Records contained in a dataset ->
::::

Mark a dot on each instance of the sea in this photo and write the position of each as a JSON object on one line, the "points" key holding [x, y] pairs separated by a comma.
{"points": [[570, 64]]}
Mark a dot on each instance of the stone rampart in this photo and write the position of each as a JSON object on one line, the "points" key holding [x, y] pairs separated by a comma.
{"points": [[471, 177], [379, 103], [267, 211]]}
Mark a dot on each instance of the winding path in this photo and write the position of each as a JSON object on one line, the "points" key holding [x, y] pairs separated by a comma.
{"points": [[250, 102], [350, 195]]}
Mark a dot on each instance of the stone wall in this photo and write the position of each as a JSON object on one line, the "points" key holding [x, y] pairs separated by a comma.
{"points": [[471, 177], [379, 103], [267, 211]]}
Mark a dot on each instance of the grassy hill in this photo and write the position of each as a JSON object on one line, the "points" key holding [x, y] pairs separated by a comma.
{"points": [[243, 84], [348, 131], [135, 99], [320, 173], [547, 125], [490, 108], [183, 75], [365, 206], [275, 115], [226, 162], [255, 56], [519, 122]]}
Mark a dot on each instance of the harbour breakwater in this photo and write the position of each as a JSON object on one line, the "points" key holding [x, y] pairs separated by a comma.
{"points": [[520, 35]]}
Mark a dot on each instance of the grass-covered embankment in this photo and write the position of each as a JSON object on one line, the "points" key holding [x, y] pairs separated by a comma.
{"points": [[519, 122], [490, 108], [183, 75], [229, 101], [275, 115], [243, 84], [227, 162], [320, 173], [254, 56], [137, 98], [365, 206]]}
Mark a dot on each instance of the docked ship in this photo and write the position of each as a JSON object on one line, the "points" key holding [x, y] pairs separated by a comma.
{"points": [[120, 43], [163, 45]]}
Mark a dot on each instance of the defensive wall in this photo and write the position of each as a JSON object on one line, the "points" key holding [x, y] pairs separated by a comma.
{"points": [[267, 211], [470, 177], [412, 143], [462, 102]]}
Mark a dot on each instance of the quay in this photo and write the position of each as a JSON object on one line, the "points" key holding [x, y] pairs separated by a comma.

::::

Exercise requirements ->
All the lines above must be output exactly, with none omitted.

Response ->
Mark a dot on each instance of the sea in this photo and write the position of each as a JSON object on one line, the "points" key holding [x, y] pairs separated by a comma.
{"points": [[570, 64]]}
Mark a dot on each instance of the stone rampart in this photo and write the position of each as a JSON object on one line, the "points" key holding [x, y] pairs separated by a comma.
{"points": [[471, 177], [379, 103], [267, 211]]}
Mark a dot on each instance of the winding path in this photo and write the position of each as a JSON object on one line, the "points" key holding [x, y] pairs separated by a comma.
{"points": [[250, 102], [350, 195]]}
Mark a dot on each instance of the stone wall in this photo and write the position of each as a JSON object on one line, the "points" key holding [x, y] pairs separated by a comma.
{"points": [[471, 177], [379, 103], [267, 211]]}
Mark a dot on each instance of the grassy hill in this photo and write the position of each as a JSON object on one line, the "points" key holding [x, y] pairs separated by a comma.
{"points": [[243, 84], [348, 131], [135, 99], [320, 173], [547, 125], [490, 108], [183, 75], [365, 206], [275, 115], [226, 162], [255, 56], [519, 122]]}
Mark a dot on each instance of the harbour breakwater in this photo and write the position of each as a JSON object on one line, the "points" key holding [x, y] pairs separated by a comma.
{"points": [[520, 35]]}
Mark a dot on each instance of the grass-covered embankment in this photo and write the position of each as a JSON object on one line, the "points" key holding [x, y] pairs separated by a comma.
{"points": [[519, 122], [490, 108], [183, 75], [229, 101], [275, 115], [243, 84], [227, 162], [320, 173], [254, 56], [137, 98], [365, 206]]}
Mark a dot on each instance of the docked ship in this photo and write the position of each as a JSON object on one line, the "points" key holding [x, y] pairs separated by a comma.
{"points": [[120, 43], [163, 45]]}
Mark a dot on each instance of the defensive wall in this photo and write the position of each as a JSON object on one line, the "points" key holding [x, y] pairs separated by a comma.
{"points": [[267, 211], [470, 177], [412, 143], [462, 102]]}
Mark a dot on each instance of the quay in this photo and write the position of each as a JSON object on one line, the "points" key holding [x, y] pairs separated by a comma.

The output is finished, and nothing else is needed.